## Request 1
In the excerpt on head trackers, what does the driver do to speed up?

## Source excerpt
^^^^^^^^

FIG. 2 shows a simple way of achieving such a processor with a wye connector 200 for two head trackers 210 and 210A. Head trackers 210 and 210A may be VideoOrbits Head Trackers (VOHTs) that each receive an input from video camera sensors 101 and 130.
 VideoOrbits Head Trackers are commonly used to control the position of a cursor on a computer screen. For example, head trackers 210 and 210A can output signals that would normally be read by a PS/2 mouse input on a standard computer. In this case, the wye connector 200 can simply be a PS/2 wye connector as is commonly available commercially. In this way, by mounting one of the sensors upside down with respect to the other, a subtraction operation is performed for free, to give rise to a differential guidance system.
 Note that only one of these two devices is actually worn on the head, so the other one that is not worn on the head should (or could) really better be referred to as a vehicle tracking device.
 Various other kinds of head tracking devices may be used, one being worn on the head, and the other being placed in or in the vehicle.
 The head tracker comprised of sensor 130 can be used to steer left and right by looking left and right, but also a throttle speed and direction can be controlled by looking up and down. Thus velocity control is provided by looking up and down. To speed up, the driver looks up, and to speed down, the driver looks down. Velocity provides direction, preferably in a proportional manner, so that if the user looks down the car will slow down and eventually stop and speed up in the reverse direction. To slow down quickly, the driver can look all the way down, to put the engine(s) into full reverse. Then the driver can look straight ahead when the car reaches a standstill, in order to stop it from reversing due to the engine(s) being in reverse.
 The invention can also be used to fly reconaissance airplanes that are outfitted with sensors such as television cameras with wireless communication. The full three degrees of freedom (yaw, pitch, and roll) of the pilot's head can then be used to fly the airplane, and allow the pilot to turn left and right, as well as turn up and down, as well as adjust the throttle.

^^^^^^^^

## Supplied material
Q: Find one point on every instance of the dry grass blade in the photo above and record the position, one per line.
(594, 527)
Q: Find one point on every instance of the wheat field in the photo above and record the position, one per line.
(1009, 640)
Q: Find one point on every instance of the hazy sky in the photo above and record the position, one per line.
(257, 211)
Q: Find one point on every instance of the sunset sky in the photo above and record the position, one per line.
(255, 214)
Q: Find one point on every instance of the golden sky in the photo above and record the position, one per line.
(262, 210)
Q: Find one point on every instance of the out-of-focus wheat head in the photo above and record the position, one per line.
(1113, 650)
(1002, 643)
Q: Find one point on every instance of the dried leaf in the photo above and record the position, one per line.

^^^^^^^^

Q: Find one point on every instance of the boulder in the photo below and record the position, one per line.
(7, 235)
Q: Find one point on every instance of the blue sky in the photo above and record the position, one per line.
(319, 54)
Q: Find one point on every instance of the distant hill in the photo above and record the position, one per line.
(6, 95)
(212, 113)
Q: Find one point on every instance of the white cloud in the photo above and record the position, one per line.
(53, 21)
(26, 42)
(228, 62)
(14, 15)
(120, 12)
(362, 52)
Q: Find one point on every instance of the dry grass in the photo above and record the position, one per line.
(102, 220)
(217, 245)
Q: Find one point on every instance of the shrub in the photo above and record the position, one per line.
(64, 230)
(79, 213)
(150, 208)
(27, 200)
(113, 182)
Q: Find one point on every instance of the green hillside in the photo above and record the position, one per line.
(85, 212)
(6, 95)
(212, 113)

^^^^^^^^

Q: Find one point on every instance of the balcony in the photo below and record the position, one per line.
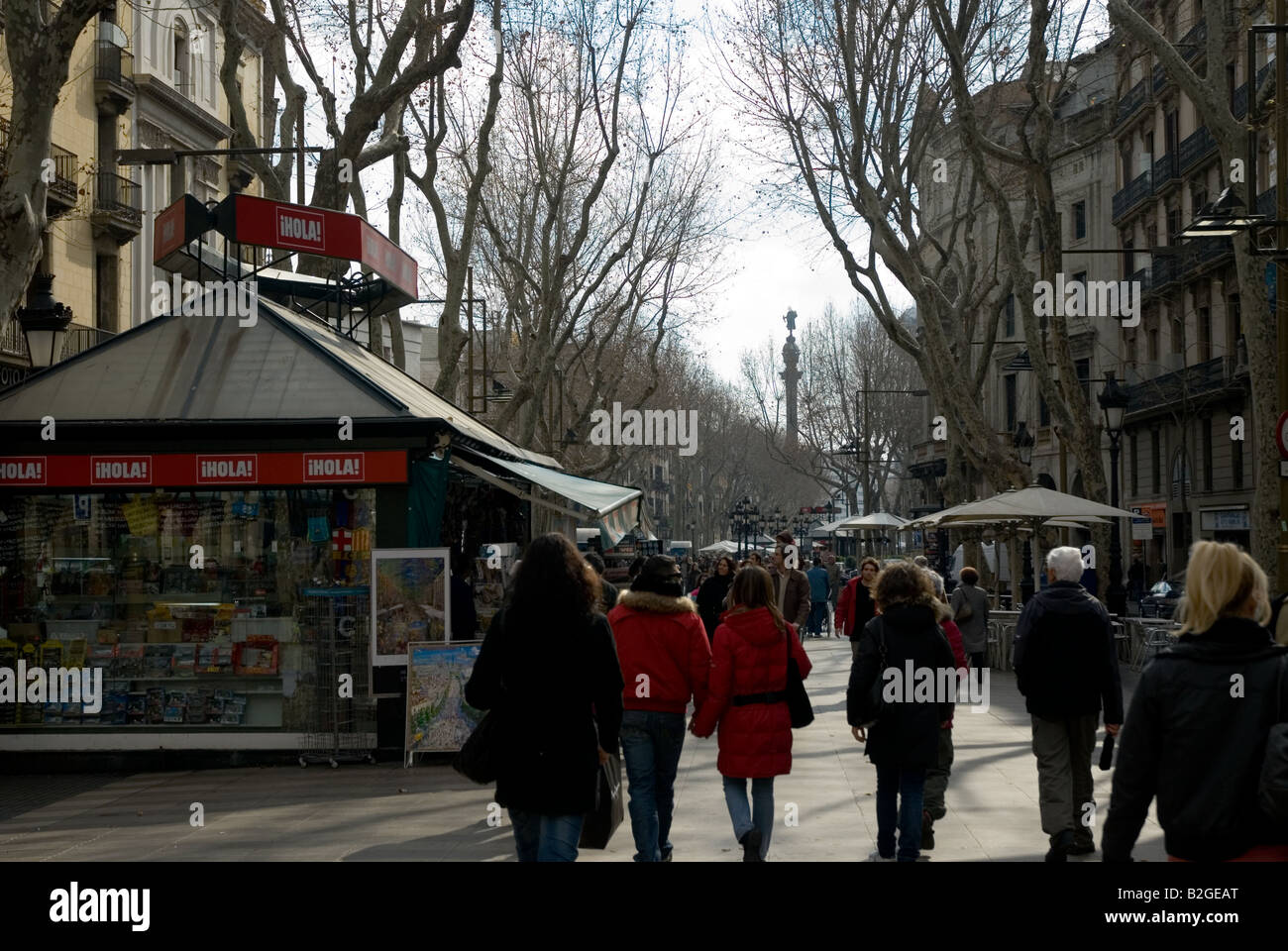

^^^^^^^^

## Request 2
Turn the entries running from the line containing "dry grass blade" through the line containing "(1009, 640)" into a numbered list, with both of those lines included and any blank lines skipped.

## Complete output 1
The driver looks up.

## Complete output 2
1. Q: Find one point on every instance of the dry grass blade in the photo above and record the position, one per line.
2. (594, 527)
3. Q: Find one point on every instance of the wheat field in the photo above and record the position, one per line.
4. (1009, 640)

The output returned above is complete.